*** Supplied entries ***

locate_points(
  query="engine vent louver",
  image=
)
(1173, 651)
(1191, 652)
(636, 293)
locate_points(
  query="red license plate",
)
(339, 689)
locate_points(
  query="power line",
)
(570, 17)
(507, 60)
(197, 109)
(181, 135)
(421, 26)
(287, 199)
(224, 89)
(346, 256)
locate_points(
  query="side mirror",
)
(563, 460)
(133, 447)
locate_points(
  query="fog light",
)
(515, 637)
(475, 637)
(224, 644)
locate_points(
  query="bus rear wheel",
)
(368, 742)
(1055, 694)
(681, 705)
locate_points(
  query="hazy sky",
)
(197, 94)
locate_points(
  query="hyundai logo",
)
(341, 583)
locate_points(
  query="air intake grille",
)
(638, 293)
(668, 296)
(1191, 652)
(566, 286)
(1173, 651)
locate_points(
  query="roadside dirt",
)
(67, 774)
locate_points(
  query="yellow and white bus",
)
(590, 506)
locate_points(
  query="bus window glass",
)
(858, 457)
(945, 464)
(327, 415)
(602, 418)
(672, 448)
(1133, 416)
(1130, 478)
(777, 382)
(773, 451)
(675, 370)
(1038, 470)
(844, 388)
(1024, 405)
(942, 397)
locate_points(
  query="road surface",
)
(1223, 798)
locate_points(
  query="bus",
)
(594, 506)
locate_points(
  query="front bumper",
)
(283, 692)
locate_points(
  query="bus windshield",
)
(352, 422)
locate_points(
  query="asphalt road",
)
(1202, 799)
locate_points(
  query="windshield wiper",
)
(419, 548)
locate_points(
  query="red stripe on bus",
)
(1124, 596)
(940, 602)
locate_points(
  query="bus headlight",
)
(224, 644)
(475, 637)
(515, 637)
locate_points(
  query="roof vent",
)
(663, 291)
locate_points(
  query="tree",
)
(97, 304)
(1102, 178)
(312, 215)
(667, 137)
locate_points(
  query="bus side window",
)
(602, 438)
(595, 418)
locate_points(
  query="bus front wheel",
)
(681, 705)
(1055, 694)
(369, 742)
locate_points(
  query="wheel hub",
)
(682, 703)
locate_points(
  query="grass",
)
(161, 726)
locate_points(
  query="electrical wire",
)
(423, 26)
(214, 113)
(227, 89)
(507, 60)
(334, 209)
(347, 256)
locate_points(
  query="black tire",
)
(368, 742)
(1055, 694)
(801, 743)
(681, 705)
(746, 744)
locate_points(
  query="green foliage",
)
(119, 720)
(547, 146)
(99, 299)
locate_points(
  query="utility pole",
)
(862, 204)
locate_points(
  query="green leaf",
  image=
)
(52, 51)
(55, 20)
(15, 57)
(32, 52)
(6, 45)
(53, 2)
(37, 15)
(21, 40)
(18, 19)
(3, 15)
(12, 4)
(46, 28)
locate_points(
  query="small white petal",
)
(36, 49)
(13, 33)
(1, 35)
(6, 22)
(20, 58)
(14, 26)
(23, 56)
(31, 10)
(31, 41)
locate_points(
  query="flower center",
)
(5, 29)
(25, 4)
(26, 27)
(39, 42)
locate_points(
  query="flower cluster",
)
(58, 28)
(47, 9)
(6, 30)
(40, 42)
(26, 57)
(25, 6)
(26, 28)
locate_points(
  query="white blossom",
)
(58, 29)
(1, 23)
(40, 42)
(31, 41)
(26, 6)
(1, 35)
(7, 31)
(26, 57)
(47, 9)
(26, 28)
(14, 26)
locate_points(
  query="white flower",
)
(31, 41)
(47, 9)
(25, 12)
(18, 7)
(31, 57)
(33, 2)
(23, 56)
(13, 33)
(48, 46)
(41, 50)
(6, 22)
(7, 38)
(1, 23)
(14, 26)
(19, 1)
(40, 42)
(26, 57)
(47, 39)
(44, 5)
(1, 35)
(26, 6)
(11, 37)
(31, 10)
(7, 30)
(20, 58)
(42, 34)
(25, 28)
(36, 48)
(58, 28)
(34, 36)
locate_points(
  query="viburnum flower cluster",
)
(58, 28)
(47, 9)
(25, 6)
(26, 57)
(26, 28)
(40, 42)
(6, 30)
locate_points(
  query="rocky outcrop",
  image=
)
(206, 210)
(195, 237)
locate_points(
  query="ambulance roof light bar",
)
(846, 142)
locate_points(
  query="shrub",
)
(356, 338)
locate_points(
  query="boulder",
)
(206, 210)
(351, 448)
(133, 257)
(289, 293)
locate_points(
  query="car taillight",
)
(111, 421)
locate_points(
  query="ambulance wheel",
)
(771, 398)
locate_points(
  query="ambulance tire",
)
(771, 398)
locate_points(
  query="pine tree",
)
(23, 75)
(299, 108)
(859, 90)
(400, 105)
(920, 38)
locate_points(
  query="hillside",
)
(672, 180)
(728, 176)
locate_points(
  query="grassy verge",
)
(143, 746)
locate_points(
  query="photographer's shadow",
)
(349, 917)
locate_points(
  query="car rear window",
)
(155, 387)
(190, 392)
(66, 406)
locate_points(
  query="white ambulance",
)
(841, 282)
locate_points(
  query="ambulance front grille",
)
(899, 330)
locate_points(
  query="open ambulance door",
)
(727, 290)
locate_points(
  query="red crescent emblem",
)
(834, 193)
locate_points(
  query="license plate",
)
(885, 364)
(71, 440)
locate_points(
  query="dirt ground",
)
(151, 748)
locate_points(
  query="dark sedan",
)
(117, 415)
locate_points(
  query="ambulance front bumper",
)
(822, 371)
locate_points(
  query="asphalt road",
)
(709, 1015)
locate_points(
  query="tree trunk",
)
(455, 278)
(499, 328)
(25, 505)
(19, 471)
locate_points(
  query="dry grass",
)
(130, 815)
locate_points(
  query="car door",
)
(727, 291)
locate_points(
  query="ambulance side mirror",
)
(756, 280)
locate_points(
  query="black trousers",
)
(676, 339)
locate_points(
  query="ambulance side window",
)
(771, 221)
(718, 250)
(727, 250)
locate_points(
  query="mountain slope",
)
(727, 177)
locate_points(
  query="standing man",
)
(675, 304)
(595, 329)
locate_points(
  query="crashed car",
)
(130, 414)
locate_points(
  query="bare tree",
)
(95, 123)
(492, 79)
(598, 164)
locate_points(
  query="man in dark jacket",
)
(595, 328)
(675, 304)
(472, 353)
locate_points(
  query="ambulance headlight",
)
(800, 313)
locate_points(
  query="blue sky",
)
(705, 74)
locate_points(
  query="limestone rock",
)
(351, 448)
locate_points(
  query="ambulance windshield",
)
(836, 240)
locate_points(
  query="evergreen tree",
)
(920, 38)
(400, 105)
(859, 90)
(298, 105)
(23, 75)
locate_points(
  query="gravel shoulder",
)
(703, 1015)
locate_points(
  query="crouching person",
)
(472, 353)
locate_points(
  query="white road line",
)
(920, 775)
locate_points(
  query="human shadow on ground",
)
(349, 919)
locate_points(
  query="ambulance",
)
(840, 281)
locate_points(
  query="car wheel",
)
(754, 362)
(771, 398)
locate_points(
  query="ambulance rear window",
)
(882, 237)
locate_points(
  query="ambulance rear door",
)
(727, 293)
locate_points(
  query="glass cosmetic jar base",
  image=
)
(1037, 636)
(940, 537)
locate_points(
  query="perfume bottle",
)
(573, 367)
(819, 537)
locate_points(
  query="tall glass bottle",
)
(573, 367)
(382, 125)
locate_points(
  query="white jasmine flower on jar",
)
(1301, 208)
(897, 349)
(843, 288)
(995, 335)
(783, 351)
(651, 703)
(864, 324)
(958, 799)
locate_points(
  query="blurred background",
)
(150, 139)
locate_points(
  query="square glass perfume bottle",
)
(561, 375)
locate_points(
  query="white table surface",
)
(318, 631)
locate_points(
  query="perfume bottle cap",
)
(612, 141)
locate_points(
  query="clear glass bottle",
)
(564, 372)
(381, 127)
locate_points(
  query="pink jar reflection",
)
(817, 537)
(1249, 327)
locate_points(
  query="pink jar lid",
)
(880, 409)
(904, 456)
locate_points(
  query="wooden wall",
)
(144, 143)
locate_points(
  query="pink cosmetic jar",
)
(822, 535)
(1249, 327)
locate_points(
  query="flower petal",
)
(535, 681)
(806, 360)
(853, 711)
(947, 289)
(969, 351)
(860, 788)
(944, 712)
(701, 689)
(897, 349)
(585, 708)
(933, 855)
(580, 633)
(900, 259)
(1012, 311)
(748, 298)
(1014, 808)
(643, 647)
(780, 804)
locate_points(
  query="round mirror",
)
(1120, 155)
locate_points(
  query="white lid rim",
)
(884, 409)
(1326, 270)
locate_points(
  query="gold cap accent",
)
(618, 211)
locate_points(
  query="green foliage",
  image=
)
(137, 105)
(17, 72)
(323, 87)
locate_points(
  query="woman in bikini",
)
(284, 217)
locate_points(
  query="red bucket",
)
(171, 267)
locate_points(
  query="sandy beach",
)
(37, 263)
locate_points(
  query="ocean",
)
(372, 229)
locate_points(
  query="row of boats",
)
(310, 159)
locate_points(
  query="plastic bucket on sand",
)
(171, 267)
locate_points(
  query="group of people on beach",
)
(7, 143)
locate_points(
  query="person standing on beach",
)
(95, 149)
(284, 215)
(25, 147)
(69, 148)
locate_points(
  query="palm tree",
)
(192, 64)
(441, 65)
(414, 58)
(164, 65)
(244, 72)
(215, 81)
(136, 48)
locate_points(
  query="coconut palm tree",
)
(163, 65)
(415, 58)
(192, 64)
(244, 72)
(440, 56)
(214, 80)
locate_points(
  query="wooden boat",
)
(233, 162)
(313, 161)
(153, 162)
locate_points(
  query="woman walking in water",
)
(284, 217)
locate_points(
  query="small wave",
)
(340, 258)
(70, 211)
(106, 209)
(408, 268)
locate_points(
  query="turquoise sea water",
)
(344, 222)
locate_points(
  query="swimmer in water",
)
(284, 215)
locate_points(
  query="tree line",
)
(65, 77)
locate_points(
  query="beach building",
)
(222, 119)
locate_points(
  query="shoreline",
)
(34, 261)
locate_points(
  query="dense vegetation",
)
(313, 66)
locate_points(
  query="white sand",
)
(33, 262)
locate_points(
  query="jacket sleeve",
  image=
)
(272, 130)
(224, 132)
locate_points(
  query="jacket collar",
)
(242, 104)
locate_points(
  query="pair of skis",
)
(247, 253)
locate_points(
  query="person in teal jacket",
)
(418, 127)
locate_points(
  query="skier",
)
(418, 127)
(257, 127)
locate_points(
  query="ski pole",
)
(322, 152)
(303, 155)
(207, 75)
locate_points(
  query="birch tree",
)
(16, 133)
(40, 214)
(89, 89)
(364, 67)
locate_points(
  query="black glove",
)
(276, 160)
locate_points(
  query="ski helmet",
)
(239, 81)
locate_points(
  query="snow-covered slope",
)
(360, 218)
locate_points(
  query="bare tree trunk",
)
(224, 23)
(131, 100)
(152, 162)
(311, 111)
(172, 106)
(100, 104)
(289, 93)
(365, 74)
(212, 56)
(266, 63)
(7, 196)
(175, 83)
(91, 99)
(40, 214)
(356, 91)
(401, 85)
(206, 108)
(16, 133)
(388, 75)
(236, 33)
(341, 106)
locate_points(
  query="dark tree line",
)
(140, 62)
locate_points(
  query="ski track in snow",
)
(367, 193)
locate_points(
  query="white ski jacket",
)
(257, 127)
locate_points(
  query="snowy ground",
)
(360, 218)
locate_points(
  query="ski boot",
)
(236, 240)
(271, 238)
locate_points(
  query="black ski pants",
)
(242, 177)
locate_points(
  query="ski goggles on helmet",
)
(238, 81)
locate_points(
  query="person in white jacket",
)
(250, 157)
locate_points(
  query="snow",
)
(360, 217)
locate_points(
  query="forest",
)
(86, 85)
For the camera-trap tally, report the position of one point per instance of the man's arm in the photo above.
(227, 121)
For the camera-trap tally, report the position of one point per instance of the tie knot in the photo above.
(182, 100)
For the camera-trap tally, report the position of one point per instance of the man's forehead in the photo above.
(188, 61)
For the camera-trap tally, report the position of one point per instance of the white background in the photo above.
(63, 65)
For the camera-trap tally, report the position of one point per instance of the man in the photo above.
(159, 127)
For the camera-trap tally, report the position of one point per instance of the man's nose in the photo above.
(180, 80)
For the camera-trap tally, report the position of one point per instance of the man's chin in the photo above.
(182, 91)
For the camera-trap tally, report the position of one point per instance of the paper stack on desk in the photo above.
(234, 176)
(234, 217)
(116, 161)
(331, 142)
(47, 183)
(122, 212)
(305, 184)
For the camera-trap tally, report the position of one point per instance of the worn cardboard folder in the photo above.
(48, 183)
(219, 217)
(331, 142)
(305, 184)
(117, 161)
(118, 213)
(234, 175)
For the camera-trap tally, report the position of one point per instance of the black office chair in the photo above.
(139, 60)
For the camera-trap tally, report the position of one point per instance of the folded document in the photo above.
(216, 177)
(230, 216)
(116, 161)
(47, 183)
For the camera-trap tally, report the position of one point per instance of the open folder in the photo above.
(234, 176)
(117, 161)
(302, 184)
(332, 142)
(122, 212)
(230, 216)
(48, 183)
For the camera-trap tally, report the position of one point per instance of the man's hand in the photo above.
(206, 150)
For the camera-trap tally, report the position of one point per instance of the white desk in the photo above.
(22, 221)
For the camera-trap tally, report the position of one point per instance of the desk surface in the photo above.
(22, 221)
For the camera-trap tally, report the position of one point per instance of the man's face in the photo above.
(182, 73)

*** End of Supplied entries ***

## Your instructions
Extract each line holding the word "wheel" from the records.

## Problem solution
  query="bus rear wheel",
  query="bus front wheel",
  query="wheel hub",
  query="ambulance wheel",
  query="car wheel",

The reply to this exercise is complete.